-- Excerpted text follows --

I remember a line in one of the early ST:TNG episodes that sums up my dislike of the Star Dreck franchise. The XO who later grew a beard sneeringly answered a query from some alien who was looking for an escaped food animal. We don't imprison animals to eat them, the pompous asshole declaimed straight out of the PETA playbook. Of course you don't, you smug clown. You've got replicator technology and the choices it provides you, the fellow you're insulting has neither the machines or the choice.

Niven dropped similar food bits in many of his Known Space works. Louis Wu punches up a meal while piloting the Quantum II hypership Beowulf Schaeffer had flown to the Core and is surprised to recieve a 'handmeal' that comes apart in 'layers'; i.e. a sandwich. In another story, the protagonist is mildly shocked when the two women he and his buddy picked up in a bar purchase 'raw' food and prepare a meal by hand for them all.

-- Excerpted text concluded --
-- Recorded information follows --

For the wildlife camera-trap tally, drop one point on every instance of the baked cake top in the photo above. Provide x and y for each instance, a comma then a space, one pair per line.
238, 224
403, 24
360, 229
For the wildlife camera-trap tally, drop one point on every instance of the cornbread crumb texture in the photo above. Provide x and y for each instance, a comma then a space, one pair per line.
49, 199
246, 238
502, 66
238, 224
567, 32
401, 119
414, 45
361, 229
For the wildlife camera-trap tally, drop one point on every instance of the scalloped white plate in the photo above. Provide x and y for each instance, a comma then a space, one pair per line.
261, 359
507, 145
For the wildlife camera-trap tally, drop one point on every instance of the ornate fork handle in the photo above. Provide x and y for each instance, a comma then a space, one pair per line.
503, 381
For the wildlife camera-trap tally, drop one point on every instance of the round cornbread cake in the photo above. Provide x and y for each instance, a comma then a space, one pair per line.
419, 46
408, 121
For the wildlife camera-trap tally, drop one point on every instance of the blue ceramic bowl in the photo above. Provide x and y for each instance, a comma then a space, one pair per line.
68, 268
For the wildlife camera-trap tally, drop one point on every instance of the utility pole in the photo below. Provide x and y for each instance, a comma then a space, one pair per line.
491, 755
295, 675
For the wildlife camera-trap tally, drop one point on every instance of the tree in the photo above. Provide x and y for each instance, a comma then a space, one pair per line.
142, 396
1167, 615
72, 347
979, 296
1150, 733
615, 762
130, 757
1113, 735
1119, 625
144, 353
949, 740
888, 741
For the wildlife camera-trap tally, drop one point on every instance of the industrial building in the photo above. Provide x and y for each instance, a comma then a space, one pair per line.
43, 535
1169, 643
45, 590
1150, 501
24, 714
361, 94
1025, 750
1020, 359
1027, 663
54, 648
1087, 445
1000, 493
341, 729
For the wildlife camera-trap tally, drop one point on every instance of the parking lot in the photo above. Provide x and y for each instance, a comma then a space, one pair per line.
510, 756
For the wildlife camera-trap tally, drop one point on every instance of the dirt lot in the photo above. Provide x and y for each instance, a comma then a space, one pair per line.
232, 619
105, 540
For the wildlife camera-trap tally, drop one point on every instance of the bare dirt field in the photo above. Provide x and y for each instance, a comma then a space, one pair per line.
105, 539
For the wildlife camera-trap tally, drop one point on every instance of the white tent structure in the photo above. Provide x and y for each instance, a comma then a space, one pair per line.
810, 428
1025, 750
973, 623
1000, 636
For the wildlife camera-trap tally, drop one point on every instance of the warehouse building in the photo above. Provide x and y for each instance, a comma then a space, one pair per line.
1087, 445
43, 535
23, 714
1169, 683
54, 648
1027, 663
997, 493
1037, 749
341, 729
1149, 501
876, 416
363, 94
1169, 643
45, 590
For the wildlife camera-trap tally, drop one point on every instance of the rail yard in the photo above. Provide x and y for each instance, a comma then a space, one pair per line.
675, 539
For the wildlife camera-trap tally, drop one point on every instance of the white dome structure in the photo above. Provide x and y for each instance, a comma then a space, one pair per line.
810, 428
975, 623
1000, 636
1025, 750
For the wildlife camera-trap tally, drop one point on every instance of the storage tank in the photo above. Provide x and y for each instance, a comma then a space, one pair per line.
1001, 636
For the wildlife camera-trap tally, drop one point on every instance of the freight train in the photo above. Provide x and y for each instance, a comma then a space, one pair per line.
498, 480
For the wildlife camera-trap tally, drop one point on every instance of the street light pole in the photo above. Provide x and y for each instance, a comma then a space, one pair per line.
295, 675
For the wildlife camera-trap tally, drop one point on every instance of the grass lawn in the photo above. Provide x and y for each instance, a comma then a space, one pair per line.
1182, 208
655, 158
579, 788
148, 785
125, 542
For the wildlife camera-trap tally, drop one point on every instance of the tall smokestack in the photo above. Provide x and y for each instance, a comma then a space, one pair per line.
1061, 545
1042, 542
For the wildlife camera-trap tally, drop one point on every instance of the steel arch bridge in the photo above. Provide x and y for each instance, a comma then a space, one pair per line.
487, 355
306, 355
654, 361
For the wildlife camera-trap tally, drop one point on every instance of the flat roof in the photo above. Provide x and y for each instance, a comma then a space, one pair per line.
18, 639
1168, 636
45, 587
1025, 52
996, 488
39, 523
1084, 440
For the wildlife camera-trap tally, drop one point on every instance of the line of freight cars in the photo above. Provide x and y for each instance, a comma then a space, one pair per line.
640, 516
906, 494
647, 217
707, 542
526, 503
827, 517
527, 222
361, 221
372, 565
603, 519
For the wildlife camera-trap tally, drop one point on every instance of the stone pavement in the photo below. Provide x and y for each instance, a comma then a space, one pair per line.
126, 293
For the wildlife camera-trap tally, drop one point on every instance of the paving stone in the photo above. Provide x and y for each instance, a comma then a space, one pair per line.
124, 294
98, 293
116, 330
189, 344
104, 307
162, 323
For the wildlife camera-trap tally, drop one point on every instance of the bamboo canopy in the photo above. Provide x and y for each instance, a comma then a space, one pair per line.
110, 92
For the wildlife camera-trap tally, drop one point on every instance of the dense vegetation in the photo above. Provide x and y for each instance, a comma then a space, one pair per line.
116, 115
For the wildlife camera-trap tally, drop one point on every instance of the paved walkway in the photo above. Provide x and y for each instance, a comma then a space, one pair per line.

-- Recorded information concluded --

* Tasks to carry out
(a) From the excerpt about food in science fiction, copy everything from "Niven dropped similar" down to "for them all.".
(b) Summarize the excerpt about food in science fiction in two sentences.
(c) Write the next part of the excerpt about food in science fiction, picking up right after its final sentence.

* Your written answers
(a)
Niven dropped similar food bits in many of his Known Space works. Louis Wu punches up a meal while piloting the Quantum II hypership Beowulf Schaeffer had flown to the Core and is surprised to recieve a 'handmeal' that comes apart in 'layers'; i.e. a sandwich. In another story, the protagonist is mildly shocked when the two women he and his buddy picked up in a bar purchase 'raw' food and prepare a meal by hand for them all.

(b) The writer recalls an early Star Trek: The Next Generation scene in which an officer sneers at an alien searching for an escaped food animal, and argues that the officer, who has replicators, has no business scorning someone who has neither the machines nor the choice. The writer then notes that Niven put similar food details into his Known Space stories, such as Louis Wu being surprised by a layered "handmeal" and a protagonist being mildly shocked when two women buy raw food and cook a meal by hand.

(c)
Cherryh plays with this idea too. In one of her Merchanter novels, a habitat-raised character announces their revulsion at eating anything that once had 'blood' only to have his companions tell him that the fish and chicken he routinely eats have blood too. He then modifies his complaint to anything that has 'red blood'. Apparently no one bothers to tell him what color chicken blood is!


Have fun,
Bill
 
Bill, maybe I am remembering something from Downbelow Station (though not that scene).

OT alert
And, yes, ST:TNG was the "Can't we all just get along" version of ST.
(And, ST:DS9 was the soap opera version, ST:V was "Alien of the week", and ST:E was the "How often can we show Blalock in her underwear in one episode?" version.)
Kirk would have found a way to shoot Q - permamently. Mal (Firefly) would probably have found a way to sell him to the Reavers for a profit. (Though it would be fun to see what Q would have done to Jayne.)
 
Originally posted by Fritz88:
Bill, maybe I am remembering something from Downbelow Station (though not that scene).
Fritz,

The Cherryh scene I'm partially remembering is from Heavy Time(?) or it's follow-on book. On the Merchanter timeline, they are pre-Downbelow Station and deal with the construction and manning of what will becomes Mazian's Fleet by the Earth Company in the Sol system.

... and ST:E was the "How often can we show Blalock in her underwear in one episode?" version.)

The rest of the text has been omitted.